Ben had never seen the buck prior to killing it. However, he quickly pointed out, "We hadn't hunted that particular spot for several years."

Ben's typical nets 180 6/8 inches despite 17 inches of deductions. Talk about a trophy whitetail! Fans of both typical and non-typical racks will agree that Ben Sutton has taken the buck of a lifetime before he was old enough to buy a bottle of champagne to celebrate his achievement. Even so, don't spend too much time feeling sorry for him. Buoyed by the confidence of youth, he told me he intends to tag a bigger buck in 2005.

DAVID SPARKS, NEVADA
If you're wearing a cap, get ready, because you'll soon have an urge to tip it both to a magnificent buck and to the man who shot him. David Sparks doesn't live on a Missouri Century Farm, and neither does he hunt on a high-dollar private land lease. To the contrary, he works as an anesthetist at the Nevada hospital and does his deer hunting on public land.

Sparks demonstrated what -- to me at least -- is a true passion for deer and deer hunting by shooting a doe on opening day. Here, obviously, is a man who doesn't need antlers to feel that he's been deer hunting.

On the other hand, Sparks, like most of us, welcomes any opportunity to take a trophy whitetail. So the following Friday after taking the doe, he drove to a block of public bottomland that he hadn't hunted before.

• Data block
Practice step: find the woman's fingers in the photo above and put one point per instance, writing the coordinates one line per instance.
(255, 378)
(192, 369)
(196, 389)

• What to work on
(a) Print the part of the deer hunting passage between "Sparks demonstrated what" and "been deer hunting.", inclusive, without changing anything.
(b) In the deer hunting passage, what is David Sparks's job?

• Results for the exercise
(a)
Sparks demonstrated what -- to me at least -- is a true passion for deer and deer hunting by shooting a doe on opening day. Here, obviously, is a man who doesn't need antlers to feel that he's been deer hunting.

(b) He works as an anesthetist at the Nevada hospital.